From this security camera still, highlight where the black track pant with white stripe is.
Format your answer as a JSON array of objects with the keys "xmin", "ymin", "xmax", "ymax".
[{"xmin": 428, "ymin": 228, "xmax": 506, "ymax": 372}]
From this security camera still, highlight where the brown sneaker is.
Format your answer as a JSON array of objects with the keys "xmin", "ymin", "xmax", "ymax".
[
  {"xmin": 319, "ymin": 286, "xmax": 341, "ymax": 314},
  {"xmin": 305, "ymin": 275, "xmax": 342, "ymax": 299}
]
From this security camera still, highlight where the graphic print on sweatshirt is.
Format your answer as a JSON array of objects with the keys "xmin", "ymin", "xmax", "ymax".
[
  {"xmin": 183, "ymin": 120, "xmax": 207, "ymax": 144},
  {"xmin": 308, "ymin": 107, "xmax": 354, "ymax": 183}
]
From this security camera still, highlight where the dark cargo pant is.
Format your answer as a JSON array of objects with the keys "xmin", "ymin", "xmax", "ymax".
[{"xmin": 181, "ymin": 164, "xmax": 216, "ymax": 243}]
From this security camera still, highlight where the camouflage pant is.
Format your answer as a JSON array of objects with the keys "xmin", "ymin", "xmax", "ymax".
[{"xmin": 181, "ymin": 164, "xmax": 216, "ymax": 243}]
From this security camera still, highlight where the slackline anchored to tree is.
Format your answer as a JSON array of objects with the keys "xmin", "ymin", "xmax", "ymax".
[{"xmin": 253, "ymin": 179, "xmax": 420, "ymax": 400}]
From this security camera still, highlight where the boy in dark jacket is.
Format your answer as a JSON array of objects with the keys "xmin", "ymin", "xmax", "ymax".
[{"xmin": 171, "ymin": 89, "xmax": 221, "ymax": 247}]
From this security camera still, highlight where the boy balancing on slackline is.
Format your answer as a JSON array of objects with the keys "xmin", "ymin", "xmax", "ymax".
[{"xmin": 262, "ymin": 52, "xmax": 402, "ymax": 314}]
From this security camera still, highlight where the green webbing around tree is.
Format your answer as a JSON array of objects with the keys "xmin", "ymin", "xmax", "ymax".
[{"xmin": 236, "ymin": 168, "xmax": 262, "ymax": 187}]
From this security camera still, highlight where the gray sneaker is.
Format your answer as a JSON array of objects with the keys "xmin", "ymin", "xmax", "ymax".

#### [Aim of the exercise]
Only the lines that contain the string "pant" should be copied from the entries above.

#### [Reply to the exercise]
From this security camera still, highlight where the black track pant with white stripe is.
From this security camera still, highlight where the dark cargo pant is.
From this security camera still, highlight where the camouflage pant is.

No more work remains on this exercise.